## EXERCISE DIRECTIONS:
Reproduce the section of the gene-splicing text below that lies between "Another wee bit" and "for expressed regions.", inclusive, word for word.

Another wee bit of jargon: The parts coloured green are called introns, which is short for intragenic regions. They're bits of DNA that lie between bits of genes. We used to think they didn't do anything, but we're slowly learning about the many jobs they do in the cells. What they don't do is get expressed. So they're not bits of genes.

The parts coloured red are bits of genes. They are called exons, which is short for expressed regions.

Splicing machines

Now we can go back to what we said about a stretch of DNA in the nucleus producing a matching stretch of mRNA. Actually it produces a matching stretch of RNA that isn't quite the final mRNA, because there's another step before that.

In this step the introns get cut out and the exons get spliced together to make the final mRNA. And just like the bits of rope, all the exons can be spliced together 1, 2, 3, 4, or some of the exons can be missed out to get 1, 2, 3 or 1, 2, 4 or 2, 3, 4, and so on.

Each of these splicings – alternative splicings – in the mRNA will produce a different protein, when it has done its travelling and gets translated.

"As we sit here talking, there are 20,000 splicings going on in every cell in our body," Professor Brown said to me. "And we have a trillion cells in our bodies. That's an awful lot of splicing."

## DATASET RECORDS:
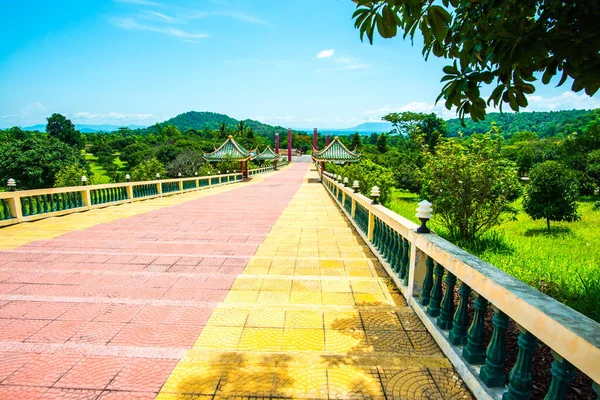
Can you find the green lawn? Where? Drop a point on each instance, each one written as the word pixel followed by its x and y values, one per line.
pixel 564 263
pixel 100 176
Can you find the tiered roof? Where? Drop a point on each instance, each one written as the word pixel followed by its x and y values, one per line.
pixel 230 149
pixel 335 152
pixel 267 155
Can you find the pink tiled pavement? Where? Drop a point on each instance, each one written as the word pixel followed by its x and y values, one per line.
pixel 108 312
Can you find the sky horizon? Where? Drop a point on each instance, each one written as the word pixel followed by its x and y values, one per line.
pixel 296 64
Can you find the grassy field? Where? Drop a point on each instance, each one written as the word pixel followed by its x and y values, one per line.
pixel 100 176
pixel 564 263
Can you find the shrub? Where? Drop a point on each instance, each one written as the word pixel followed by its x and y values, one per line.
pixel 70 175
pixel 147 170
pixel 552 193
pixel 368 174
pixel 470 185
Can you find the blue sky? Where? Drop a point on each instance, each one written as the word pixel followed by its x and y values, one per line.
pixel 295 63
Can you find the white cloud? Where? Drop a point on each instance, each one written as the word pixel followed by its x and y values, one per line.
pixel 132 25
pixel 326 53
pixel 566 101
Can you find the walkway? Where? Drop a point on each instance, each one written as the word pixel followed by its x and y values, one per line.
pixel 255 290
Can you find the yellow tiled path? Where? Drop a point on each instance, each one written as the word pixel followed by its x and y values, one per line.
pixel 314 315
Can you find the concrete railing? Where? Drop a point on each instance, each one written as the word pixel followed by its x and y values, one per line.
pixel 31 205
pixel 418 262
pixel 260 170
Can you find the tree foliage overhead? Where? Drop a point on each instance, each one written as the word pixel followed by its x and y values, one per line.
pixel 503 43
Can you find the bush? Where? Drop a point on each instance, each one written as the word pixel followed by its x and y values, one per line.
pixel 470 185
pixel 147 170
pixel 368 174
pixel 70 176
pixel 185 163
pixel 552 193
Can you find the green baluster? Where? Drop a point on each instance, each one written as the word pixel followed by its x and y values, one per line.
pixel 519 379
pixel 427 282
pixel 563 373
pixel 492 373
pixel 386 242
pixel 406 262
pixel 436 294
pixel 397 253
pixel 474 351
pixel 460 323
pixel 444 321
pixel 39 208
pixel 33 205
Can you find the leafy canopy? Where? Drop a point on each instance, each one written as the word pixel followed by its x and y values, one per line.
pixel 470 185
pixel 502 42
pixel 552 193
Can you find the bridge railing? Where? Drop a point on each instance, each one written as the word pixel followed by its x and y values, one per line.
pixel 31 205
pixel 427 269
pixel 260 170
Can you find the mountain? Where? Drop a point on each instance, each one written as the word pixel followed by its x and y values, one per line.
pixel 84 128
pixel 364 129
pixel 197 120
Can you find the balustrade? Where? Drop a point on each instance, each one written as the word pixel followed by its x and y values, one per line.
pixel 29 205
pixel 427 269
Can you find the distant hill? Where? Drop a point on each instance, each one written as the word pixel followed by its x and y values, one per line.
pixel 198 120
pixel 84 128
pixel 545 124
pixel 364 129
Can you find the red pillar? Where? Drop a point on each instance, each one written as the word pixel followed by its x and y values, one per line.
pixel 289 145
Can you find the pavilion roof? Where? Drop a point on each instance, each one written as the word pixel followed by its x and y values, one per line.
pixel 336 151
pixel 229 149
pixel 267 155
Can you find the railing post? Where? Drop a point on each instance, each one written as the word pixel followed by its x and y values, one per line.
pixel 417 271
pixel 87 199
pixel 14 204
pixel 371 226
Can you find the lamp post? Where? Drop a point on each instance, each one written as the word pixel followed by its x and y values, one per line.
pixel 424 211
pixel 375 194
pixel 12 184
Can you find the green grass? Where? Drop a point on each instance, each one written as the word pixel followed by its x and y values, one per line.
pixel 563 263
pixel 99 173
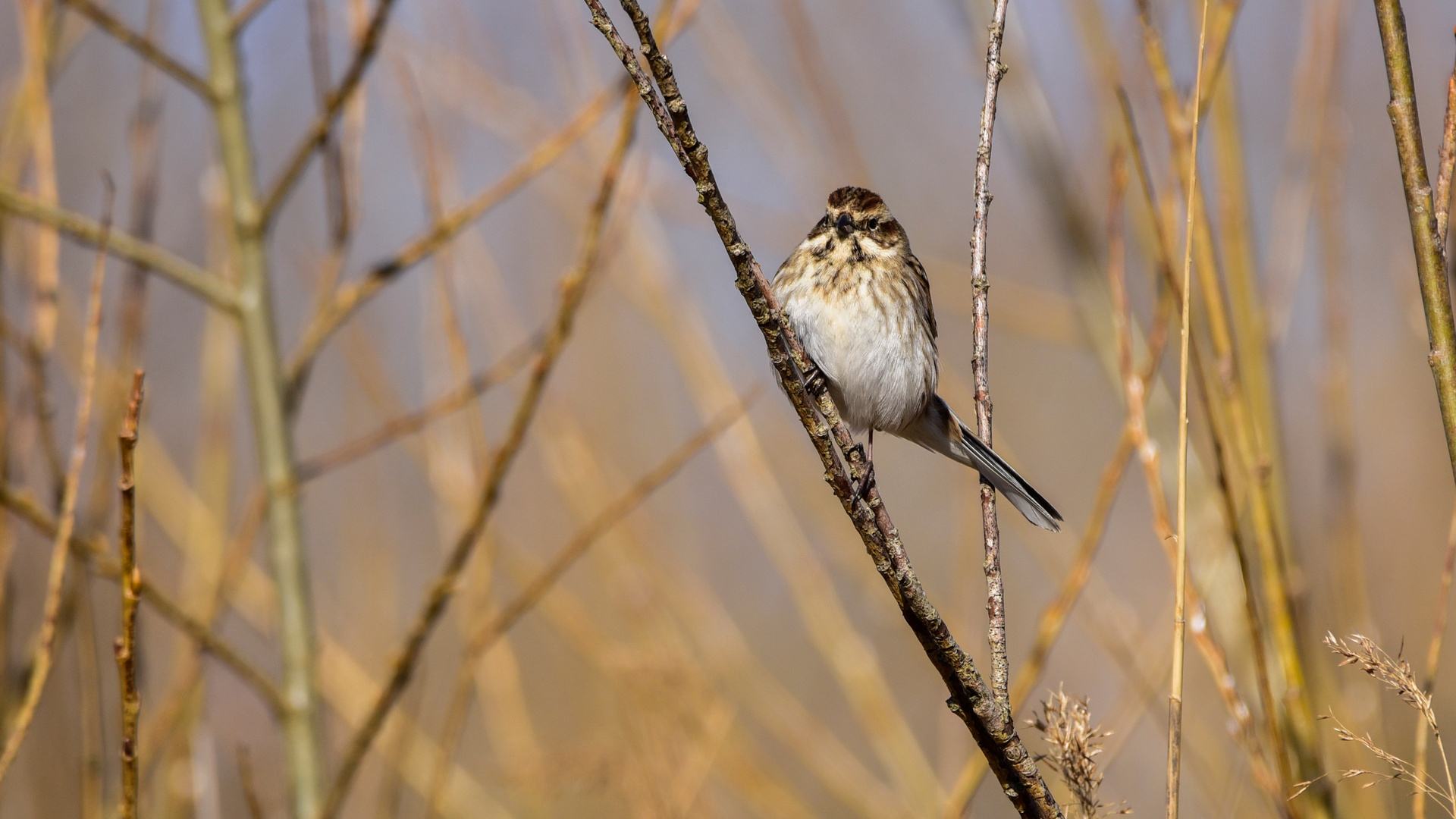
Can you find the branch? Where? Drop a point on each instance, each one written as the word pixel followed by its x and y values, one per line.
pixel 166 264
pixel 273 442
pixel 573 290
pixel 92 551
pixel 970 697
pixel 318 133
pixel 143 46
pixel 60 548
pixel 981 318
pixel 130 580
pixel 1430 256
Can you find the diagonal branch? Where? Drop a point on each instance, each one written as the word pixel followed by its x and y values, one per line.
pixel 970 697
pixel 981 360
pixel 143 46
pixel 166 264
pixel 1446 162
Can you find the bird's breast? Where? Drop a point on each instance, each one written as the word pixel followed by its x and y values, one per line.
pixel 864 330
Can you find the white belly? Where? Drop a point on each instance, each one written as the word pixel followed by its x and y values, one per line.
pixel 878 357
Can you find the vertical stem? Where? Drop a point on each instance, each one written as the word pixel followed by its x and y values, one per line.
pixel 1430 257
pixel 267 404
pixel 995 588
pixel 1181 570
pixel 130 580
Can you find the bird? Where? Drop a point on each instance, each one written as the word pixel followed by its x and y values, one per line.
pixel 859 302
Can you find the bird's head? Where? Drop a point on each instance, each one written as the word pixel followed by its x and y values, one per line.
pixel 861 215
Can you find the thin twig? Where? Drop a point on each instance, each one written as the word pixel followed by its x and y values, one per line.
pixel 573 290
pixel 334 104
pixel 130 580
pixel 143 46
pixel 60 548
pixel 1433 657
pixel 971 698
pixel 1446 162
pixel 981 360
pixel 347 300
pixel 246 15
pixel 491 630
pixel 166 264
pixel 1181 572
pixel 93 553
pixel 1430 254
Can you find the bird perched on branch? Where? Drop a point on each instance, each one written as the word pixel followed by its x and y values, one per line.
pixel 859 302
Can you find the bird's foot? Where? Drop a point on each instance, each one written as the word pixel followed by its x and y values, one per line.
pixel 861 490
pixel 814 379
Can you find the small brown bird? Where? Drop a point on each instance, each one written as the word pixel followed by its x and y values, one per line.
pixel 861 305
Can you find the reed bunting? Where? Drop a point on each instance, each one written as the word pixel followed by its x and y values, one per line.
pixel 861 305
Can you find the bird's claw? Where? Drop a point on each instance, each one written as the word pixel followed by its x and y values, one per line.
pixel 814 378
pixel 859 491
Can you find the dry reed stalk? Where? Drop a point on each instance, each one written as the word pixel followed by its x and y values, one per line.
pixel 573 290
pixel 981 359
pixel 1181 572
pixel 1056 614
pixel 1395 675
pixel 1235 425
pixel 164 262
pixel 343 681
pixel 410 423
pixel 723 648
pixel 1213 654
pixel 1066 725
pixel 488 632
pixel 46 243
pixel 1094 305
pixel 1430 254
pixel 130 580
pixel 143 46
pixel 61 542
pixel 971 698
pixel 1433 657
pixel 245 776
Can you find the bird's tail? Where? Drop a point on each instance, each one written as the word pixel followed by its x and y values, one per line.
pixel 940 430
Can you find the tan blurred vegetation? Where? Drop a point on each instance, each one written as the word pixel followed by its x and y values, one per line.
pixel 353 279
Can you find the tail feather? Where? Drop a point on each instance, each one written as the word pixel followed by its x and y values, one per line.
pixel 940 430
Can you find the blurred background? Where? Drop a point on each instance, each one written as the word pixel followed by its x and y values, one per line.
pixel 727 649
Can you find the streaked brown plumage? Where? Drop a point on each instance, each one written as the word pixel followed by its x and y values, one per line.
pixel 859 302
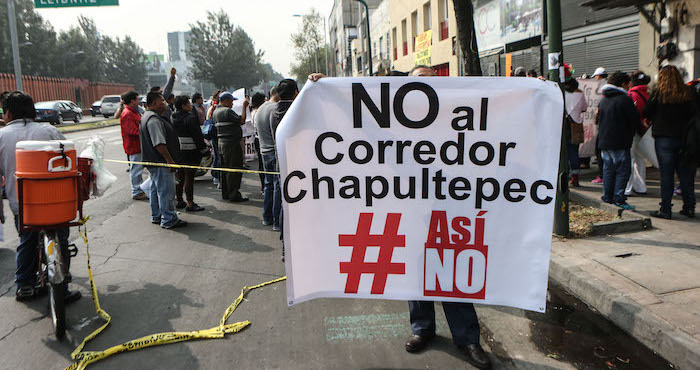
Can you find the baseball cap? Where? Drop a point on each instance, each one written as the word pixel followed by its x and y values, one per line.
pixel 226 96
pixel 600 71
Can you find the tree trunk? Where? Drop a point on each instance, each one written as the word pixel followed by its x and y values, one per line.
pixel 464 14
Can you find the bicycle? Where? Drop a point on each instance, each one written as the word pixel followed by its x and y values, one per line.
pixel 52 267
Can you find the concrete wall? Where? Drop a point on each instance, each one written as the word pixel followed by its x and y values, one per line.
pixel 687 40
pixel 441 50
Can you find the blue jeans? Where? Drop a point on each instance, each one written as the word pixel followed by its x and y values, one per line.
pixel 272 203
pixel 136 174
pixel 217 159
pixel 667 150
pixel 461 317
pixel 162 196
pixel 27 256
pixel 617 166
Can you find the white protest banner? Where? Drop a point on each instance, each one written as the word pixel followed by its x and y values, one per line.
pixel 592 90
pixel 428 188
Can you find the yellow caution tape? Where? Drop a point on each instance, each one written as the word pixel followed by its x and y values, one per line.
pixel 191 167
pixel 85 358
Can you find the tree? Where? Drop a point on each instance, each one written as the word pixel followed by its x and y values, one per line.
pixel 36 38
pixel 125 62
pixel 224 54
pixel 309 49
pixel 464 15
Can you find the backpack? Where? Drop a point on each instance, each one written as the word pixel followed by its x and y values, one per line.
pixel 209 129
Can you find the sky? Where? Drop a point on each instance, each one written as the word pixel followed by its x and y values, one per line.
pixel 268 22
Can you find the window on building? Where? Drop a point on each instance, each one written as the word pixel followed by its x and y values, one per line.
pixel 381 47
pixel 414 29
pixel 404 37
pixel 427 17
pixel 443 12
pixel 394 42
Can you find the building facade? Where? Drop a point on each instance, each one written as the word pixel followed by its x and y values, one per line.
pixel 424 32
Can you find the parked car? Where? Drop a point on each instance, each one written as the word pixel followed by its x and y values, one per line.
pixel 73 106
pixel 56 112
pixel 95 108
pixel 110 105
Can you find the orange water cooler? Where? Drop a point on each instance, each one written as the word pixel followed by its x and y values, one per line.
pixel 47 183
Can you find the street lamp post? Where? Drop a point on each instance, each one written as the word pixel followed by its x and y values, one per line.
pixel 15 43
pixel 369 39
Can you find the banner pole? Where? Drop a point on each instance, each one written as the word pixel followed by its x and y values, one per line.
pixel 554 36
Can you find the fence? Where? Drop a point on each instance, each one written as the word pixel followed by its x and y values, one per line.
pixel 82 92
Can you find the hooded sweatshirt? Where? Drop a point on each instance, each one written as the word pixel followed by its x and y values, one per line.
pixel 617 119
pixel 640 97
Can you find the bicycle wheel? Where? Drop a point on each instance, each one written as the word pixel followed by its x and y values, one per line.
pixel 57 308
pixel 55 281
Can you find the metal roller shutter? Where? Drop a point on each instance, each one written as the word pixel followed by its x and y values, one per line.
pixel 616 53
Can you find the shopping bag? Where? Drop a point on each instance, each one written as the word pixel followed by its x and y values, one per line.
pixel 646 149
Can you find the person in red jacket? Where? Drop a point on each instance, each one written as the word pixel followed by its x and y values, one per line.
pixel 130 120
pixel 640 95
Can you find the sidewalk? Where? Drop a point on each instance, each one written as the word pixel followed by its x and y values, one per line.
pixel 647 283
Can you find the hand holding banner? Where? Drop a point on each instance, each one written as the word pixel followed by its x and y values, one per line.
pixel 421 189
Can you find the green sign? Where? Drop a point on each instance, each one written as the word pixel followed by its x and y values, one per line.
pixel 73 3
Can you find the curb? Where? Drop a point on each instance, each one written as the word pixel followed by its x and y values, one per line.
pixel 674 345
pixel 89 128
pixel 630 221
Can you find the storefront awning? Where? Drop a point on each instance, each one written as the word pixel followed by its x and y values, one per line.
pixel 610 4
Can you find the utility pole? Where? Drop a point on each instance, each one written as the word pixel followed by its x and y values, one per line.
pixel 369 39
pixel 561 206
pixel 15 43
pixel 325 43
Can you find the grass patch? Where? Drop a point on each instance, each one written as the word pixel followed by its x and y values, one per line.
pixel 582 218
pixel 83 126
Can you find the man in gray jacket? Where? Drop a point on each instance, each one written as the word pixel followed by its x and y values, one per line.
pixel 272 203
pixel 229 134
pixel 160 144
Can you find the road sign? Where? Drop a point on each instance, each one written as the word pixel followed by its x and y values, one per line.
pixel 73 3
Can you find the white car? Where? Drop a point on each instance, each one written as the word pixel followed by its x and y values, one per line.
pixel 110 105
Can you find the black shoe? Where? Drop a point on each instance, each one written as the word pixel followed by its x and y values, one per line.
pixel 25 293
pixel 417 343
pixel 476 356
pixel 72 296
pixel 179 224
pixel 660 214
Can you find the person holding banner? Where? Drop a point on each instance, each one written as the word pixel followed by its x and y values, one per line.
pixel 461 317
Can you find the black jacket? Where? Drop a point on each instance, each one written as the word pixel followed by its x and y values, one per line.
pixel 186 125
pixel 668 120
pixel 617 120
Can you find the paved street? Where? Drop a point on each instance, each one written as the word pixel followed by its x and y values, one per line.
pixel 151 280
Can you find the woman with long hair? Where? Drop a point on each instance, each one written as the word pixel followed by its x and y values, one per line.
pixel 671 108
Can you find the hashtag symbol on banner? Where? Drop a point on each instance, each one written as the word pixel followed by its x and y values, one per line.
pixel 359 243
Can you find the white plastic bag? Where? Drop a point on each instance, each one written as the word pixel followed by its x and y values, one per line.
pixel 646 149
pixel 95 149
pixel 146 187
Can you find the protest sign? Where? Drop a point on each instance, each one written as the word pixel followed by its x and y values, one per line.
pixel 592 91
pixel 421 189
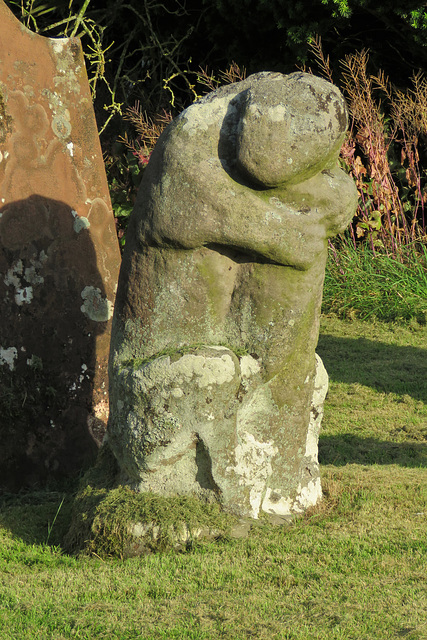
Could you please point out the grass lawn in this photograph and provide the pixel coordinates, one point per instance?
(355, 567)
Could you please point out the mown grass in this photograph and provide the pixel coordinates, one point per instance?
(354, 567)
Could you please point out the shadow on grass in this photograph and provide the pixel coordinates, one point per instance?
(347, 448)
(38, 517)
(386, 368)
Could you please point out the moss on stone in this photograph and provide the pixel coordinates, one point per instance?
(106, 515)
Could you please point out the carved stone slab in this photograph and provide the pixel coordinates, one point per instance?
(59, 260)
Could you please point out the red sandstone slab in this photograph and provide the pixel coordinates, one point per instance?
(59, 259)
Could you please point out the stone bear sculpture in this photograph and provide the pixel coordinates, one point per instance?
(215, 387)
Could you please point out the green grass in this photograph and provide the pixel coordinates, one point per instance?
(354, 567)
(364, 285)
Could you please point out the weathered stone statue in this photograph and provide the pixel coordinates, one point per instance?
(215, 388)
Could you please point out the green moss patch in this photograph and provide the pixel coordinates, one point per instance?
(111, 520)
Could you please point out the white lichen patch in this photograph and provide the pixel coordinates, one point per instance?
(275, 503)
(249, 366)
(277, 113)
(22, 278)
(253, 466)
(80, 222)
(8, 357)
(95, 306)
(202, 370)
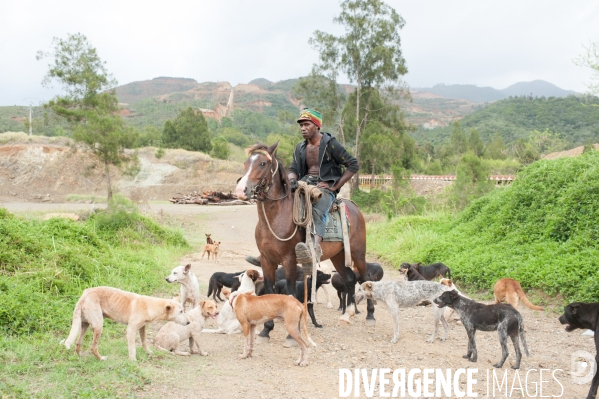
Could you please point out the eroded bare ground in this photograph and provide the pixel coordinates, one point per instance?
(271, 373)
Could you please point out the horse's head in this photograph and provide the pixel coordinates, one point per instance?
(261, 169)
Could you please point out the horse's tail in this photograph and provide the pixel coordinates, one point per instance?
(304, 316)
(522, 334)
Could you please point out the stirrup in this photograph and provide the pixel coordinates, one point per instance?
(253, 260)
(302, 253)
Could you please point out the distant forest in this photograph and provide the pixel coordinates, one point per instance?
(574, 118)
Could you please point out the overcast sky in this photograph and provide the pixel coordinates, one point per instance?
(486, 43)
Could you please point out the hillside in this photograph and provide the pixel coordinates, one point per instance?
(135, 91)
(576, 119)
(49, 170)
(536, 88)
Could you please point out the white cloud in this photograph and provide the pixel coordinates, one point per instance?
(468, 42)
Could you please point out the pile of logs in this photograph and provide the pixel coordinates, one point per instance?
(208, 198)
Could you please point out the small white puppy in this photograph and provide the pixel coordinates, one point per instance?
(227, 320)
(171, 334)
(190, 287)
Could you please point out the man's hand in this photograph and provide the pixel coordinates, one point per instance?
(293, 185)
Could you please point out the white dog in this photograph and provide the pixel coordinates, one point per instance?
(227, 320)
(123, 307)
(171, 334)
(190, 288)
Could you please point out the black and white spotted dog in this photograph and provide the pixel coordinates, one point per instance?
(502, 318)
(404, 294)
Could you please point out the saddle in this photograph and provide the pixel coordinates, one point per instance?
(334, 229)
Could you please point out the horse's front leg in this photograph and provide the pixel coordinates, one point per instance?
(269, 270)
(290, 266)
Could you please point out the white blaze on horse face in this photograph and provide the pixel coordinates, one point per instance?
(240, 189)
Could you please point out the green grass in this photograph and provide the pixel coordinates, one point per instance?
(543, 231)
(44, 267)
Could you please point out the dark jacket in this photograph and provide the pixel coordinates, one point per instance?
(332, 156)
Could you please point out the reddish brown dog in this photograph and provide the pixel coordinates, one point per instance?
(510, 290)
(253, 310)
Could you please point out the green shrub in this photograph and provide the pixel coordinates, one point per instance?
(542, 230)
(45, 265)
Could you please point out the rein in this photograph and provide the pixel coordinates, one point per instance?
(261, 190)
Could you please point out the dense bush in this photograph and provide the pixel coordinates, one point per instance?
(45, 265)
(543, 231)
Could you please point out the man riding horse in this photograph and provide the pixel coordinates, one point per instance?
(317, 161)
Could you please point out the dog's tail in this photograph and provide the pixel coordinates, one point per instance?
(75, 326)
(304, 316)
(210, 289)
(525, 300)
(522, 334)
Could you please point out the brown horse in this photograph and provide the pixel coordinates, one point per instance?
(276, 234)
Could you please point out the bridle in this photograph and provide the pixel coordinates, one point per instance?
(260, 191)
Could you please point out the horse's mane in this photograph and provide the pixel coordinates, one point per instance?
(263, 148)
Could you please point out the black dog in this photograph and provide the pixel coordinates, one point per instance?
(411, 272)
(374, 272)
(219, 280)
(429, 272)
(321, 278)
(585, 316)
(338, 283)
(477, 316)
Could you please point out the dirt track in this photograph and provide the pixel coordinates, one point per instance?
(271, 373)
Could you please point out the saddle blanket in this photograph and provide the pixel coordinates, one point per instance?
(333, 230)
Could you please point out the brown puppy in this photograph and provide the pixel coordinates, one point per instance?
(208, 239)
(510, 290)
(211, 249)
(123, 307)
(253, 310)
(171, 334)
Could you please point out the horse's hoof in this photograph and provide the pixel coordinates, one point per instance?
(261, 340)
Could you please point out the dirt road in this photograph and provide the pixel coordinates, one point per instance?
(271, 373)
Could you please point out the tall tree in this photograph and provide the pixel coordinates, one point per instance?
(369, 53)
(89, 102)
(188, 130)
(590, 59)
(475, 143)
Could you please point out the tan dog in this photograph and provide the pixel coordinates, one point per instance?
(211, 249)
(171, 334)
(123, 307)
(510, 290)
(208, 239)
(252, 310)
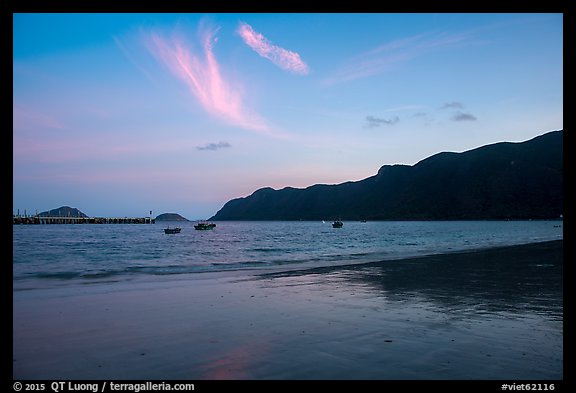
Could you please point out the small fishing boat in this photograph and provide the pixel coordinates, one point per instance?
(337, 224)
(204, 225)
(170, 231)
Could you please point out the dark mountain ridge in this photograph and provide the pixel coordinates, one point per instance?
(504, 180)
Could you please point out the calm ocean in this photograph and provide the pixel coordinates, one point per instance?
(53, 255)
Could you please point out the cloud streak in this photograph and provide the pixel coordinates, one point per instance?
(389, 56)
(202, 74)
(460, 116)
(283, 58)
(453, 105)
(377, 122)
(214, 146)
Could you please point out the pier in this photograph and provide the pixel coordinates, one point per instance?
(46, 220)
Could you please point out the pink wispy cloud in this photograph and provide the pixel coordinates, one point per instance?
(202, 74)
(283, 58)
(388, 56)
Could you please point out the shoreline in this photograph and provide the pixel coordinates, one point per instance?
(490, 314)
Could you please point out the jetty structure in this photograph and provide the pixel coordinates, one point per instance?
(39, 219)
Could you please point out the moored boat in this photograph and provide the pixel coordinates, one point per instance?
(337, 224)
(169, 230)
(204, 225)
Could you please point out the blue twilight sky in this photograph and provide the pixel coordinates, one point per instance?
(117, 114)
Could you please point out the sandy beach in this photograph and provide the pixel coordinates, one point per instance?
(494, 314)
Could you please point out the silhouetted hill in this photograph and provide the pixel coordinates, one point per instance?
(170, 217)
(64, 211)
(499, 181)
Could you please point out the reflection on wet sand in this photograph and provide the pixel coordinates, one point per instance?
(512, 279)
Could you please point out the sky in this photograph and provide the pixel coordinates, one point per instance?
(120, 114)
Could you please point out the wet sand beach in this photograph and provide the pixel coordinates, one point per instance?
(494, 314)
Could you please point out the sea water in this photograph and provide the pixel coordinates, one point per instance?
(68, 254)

## ANSWER BOX:
Another wee bit of jargon: The parts coloured green are called introns, which is short for intragenic regions. They're bits of DNA that lie between bits of genes. We used to think they didn't do anything, but we're slowly learning about the many jobs they do in the cells. What they don't do is get expressed. So they're not bits of genes.

The parts coloured red are bits of genes. They are called exons, which is short for expressed regions.